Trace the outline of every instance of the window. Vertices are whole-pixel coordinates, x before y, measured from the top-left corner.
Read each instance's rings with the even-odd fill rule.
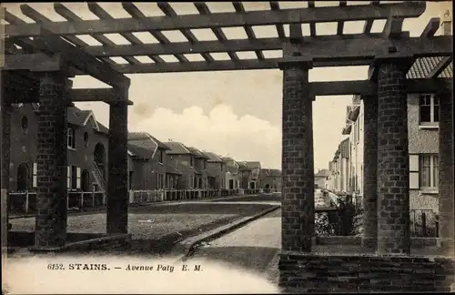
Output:
[[[22,132],[24,134],[27,134],[28,131],[28,118],[24,116],[21,119],[21,127],[22,127]]]
[[[84,143],[86,145],[86,148],[88,147],[88,133],[87,132],[84,133]]]
[[[419,158],[420,187],[438,188],[440,165],[438,155],[420,155]]]
[[[163,159],[164,159],[164,153],[163,153],[163,150],[161,150],[161,149],[160,149],[160,150],[159,150],[159,162],[160,162],[161,164],[163,164],[163,163],[164,163],[164,162],[163,162]]]
[[[440,121],[440,99],[434,95],[419,96],[419,122],[420,125],[433,125]]]
[[[76,148],[75,129],[68,128],[68,134],[67,134],[66,138],[68,141],[68,148]]]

#### To be done
Copy the data above word for word, with the polygon coordinates included and the picture left out.

#### Written solution
Trace the outline of every instance of the window. Vertices are whole-pixel coordinates, x before y, measured from the top-left corner.
Read each instance's rings with the even-odd fill rule.
Output:
[[[22,132],[24,134],[27,134],[28,131],[28,118],[24,116],[21,119],[21,127],[22,127]]]
[[[84,143],[86,145],[86,148],[88,147],[88,133],[87,132],[84,133]]]
[[[419,158],[420,187],[438,188],[440,165],[438,155],[420,155]]]
[[[163,159],[164,159],[164,153],[163,153],[163,150],[161,150],[161,149],[160,149],[160,150],[159,150],[159,162],[160,162],[161,164],[163,164],[163,163],[164,163],[164,162],[163,162]]]
[[[440,121],[440,99],[434,95],[419,96],[419,122],[420,125],[433,125]]]
[[[76,148],[75,129],[68,128],[68,134],[67,134],[66,138],[68,141],[68,148]]]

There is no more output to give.